▶ [WHAT YOU SHOULD DO]: Every line of the data that contains the string "navy" must be copied.

▶ [GIVEN RECORDS]:

○ ○ ○ ○

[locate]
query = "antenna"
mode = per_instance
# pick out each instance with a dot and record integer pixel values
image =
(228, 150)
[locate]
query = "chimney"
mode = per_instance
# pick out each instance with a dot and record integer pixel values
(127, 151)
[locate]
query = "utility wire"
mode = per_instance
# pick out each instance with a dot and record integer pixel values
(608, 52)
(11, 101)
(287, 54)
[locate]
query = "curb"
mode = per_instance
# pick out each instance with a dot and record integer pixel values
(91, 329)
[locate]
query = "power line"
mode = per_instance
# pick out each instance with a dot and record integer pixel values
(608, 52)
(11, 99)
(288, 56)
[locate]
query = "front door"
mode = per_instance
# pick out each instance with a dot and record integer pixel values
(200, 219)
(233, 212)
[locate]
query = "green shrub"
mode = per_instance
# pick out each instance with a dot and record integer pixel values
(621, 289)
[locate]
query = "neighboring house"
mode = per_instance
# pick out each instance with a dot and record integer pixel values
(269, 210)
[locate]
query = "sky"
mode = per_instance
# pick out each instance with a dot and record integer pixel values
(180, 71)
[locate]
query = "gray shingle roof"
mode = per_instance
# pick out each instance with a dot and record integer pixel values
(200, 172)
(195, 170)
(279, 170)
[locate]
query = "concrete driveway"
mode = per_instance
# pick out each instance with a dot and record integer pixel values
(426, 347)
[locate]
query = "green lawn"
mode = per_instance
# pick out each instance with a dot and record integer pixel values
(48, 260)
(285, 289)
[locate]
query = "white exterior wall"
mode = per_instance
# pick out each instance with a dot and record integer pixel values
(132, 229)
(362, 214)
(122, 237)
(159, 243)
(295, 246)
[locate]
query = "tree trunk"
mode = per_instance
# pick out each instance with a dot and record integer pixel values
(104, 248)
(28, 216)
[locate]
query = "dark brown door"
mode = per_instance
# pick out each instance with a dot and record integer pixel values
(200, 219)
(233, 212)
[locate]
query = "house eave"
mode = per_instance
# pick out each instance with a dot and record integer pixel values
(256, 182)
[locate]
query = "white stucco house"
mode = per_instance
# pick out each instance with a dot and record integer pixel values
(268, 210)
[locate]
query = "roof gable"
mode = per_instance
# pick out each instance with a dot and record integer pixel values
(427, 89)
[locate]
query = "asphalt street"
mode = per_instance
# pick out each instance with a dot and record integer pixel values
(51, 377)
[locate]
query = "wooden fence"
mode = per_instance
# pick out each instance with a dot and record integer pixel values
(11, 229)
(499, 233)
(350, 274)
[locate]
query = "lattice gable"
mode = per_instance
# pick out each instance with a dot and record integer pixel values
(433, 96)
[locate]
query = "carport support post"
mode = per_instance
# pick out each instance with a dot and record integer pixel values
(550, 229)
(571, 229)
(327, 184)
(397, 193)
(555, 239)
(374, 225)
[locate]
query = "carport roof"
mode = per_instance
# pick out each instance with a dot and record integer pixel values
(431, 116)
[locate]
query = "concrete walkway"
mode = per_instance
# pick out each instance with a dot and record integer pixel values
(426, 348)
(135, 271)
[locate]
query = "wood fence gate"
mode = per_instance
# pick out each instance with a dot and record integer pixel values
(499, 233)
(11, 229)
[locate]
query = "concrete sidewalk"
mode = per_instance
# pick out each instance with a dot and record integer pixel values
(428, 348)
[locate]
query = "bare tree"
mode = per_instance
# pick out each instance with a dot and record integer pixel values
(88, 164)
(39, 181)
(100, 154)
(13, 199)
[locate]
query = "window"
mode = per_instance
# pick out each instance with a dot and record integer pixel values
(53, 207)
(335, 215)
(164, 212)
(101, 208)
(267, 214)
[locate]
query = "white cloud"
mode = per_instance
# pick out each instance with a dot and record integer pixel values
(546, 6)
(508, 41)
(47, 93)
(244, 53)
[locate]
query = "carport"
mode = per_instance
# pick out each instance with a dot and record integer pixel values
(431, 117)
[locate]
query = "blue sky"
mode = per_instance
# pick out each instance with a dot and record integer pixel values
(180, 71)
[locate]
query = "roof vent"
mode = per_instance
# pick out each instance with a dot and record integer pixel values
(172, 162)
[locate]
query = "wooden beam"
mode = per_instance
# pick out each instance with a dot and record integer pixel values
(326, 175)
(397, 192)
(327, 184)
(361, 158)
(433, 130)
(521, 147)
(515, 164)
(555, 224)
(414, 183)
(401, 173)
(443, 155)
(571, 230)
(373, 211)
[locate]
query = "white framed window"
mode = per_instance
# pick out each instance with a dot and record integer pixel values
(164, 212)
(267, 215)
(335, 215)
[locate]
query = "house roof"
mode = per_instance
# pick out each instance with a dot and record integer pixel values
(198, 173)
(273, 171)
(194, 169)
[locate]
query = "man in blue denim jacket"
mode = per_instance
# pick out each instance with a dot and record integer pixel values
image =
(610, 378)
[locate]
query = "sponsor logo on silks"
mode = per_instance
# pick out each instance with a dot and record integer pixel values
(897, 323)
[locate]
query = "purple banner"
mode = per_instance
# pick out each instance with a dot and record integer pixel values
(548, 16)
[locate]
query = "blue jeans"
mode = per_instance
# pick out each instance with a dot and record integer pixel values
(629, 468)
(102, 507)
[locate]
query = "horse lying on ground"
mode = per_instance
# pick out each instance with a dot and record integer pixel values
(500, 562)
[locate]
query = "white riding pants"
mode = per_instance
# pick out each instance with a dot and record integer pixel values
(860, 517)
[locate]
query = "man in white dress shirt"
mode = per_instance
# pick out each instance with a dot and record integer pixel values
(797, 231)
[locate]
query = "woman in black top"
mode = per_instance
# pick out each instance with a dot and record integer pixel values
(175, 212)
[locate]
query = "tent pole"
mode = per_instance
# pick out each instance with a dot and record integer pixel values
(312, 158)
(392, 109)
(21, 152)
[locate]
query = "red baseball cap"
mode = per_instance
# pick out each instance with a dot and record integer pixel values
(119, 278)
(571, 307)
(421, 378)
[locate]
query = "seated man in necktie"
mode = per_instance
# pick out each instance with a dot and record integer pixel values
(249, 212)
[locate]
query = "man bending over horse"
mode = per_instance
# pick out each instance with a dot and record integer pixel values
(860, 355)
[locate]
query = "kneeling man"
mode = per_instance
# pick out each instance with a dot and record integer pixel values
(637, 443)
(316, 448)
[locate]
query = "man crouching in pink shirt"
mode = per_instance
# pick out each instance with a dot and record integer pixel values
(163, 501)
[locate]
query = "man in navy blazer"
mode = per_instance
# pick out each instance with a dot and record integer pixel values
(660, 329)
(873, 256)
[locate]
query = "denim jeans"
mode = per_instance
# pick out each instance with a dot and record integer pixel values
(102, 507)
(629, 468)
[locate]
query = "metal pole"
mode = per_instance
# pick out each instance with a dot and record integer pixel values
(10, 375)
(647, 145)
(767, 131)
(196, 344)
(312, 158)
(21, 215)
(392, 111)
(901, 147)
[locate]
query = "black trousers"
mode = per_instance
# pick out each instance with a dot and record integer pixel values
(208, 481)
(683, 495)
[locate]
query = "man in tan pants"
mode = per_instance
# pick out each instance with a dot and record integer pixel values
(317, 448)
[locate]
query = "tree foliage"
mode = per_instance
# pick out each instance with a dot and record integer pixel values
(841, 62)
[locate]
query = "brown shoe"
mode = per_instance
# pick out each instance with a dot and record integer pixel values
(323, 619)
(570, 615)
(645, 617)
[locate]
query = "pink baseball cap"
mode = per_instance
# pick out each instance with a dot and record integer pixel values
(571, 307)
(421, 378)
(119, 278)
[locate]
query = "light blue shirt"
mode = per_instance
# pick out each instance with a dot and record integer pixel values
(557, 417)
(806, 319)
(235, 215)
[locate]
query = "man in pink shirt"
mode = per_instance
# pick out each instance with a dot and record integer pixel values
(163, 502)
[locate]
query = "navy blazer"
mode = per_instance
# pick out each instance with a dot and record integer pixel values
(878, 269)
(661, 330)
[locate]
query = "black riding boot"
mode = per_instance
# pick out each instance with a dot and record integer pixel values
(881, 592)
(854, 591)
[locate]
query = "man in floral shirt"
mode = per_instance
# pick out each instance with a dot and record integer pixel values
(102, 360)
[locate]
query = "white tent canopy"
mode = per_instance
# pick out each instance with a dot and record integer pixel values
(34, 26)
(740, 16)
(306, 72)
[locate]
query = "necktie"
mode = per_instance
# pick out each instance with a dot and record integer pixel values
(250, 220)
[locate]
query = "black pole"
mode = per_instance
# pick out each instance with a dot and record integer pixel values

○ ○ ○ ○

▶ [EXERCISE ANSWER]:
query = "man in navy blazer"
query = "navy blazer"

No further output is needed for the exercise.